• [JOB]: Rewrite the material from the line containing "barrier wall in the photo above." through its last line, both ends included, keeping every line and shifting each coordinate in the answers up by 38.

• [SUPPLIED DATA]:
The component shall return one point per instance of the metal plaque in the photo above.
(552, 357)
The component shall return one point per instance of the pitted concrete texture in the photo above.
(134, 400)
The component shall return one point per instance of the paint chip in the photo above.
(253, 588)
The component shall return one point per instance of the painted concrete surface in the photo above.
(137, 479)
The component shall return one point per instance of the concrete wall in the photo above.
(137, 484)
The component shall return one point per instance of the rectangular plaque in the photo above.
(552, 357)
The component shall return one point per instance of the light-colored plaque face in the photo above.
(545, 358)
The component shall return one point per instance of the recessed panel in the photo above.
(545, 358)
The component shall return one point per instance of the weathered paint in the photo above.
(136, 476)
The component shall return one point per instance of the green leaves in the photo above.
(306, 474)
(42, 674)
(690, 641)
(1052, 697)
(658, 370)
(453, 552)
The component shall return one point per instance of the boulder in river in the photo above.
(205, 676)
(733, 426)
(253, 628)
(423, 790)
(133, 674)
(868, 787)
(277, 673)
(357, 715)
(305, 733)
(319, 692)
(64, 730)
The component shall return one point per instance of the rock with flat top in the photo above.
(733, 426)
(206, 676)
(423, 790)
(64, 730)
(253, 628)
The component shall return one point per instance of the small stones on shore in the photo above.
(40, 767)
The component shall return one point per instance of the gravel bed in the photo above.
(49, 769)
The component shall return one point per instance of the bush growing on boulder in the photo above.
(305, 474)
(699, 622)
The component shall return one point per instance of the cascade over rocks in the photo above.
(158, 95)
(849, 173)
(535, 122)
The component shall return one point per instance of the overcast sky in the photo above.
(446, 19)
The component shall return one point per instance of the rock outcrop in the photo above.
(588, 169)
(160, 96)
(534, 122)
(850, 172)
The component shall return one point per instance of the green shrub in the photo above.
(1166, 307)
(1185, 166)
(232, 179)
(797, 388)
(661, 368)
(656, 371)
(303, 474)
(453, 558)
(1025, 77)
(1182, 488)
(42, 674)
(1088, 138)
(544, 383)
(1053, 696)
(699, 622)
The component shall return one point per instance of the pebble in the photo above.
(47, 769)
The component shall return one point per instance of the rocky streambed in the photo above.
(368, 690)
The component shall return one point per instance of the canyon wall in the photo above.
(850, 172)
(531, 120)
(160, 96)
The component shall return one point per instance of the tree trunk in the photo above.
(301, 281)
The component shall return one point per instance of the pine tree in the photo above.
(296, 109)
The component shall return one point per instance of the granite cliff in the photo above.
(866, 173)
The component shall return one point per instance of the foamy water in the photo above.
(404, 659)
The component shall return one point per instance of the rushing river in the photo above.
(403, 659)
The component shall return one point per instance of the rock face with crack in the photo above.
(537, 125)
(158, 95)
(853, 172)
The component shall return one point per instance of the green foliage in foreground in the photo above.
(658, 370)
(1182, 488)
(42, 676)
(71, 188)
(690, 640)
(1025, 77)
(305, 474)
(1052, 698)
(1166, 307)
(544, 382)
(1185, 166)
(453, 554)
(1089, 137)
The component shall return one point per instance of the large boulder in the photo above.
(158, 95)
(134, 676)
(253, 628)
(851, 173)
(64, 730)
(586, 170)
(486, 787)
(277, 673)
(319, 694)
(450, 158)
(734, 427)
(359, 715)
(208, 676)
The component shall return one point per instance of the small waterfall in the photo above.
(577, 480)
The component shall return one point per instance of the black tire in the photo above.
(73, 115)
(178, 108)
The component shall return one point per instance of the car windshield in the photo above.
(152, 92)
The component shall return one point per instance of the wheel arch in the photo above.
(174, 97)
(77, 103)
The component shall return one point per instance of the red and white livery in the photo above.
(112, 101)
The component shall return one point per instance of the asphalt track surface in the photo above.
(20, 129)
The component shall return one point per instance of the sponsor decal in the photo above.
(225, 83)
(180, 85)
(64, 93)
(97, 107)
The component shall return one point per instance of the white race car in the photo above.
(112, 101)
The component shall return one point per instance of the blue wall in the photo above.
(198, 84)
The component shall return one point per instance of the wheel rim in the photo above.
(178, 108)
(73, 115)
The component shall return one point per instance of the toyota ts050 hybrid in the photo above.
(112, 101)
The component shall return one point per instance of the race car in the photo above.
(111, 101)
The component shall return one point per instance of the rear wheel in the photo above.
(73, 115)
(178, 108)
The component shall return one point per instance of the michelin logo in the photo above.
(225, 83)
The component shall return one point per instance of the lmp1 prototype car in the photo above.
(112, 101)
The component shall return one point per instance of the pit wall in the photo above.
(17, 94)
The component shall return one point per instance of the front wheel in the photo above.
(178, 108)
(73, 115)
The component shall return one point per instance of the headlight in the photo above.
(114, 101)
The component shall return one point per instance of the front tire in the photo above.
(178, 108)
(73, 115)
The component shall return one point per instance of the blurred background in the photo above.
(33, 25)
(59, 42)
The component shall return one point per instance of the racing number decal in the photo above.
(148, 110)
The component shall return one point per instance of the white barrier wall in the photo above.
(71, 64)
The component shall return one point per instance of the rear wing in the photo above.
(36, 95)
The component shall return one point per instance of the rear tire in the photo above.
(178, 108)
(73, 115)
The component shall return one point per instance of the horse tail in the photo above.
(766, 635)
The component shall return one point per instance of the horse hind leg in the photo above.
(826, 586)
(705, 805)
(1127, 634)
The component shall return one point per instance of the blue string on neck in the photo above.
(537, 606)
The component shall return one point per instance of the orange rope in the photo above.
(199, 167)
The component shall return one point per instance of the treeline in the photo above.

• [RESULT BELOW]:
The component shall return one point per instance of the white barrier wall in the photo above.
(109, 102)
The component shall return one point per instance of the rear wing in the photo above.
(74, 133)
The component shall return one point per instance of the rear tire in the photo above.
(216, 146)
(111, 153)
The component shall return one point per instance of the horse tail in the photo above.
(804, 673)
The component shall return one point per instance of the horse hind leg in the photo above.
(864, 624)
(743, 843)
(1165, 672)
The component shall return one point per instance of the blue string on neck in the photo above.
(575, 644)
The component shall return one point per instance of the orange rope in the photo above.
(237, 205)
The component shall return one point per instance of the treeline in the photo above.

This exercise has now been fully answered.